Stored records
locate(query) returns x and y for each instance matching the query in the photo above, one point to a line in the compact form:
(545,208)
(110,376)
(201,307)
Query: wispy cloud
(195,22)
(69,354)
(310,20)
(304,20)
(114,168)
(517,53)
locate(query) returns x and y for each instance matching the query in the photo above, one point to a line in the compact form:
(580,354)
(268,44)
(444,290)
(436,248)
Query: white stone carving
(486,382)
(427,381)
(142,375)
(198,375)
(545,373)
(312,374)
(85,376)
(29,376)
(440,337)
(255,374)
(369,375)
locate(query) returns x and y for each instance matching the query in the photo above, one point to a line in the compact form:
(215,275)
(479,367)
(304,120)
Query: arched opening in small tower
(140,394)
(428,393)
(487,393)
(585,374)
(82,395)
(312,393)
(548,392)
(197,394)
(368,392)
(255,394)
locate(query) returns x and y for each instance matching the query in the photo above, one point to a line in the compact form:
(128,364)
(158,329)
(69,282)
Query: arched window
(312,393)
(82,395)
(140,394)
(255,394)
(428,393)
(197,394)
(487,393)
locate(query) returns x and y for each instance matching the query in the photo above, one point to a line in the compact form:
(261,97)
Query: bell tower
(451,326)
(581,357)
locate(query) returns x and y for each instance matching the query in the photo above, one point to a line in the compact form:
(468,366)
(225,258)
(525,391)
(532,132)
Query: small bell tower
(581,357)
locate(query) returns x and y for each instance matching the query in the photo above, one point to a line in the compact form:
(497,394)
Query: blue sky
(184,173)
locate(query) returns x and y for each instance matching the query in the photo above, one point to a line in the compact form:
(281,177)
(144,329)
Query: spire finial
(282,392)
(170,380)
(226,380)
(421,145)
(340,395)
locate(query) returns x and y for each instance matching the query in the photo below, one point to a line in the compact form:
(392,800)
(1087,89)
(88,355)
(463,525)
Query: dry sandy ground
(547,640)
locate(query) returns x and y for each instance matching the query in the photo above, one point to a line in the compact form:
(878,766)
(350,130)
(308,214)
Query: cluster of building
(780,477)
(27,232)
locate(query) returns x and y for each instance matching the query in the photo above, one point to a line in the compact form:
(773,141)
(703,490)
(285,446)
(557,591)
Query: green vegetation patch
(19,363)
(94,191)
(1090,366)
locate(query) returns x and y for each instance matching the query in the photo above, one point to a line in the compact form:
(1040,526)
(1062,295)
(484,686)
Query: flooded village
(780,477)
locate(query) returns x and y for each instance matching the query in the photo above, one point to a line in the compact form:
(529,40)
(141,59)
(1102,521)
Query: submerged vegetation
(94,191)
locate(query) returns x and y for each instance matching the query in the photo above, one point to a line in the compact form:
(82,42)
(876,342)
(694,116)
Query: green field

WHAT YOU WILL DO> What needs duplicating is the run of lines from the one containing "photo below, one" through the last line of the entries above, exact and complete.

THE COMPLETED TASK>
locate(query) returns x and y for each instance matching the query in the photo below, one point to a line in the compact form:
(392,800)
(1087,89)
(88,355)
(463,525)
Query: dry sandy ground
(547,640)
locate(query) returns x and y for each instance matching the query in the photo above, one point to a line in the compact form:
(878,766)
(350,130)
(308,214)
Query: cluster of building
(780,477)
(27,232)
locate(query) returns x and y for each instance matching the query in the photo above, one point to a line in the compact form:
(773,141)
(703,490)
(285,446)
(557,591)
Query: green vegetation patch
(19,363)
(94,191)
(1090,366)
locate(query) returns x and y for each instance matching the query in the photo above, one point to a line in the compact form:
(1040,526)
(1062,295)
(484,686)
Query: flooded village
(780,477)
locate(query) returns x and y for each instance matching the query in the photo above, one point to a line in the compact form:
(529,40)
(141,59)
(1102,521)
Query: submerged vegetation
(94,191)
locate(query) returns x and y for each instance matching the query in the photo above, one point to a line in the compact form:
(82,42)
(876,342)
(694,116)
Query: green field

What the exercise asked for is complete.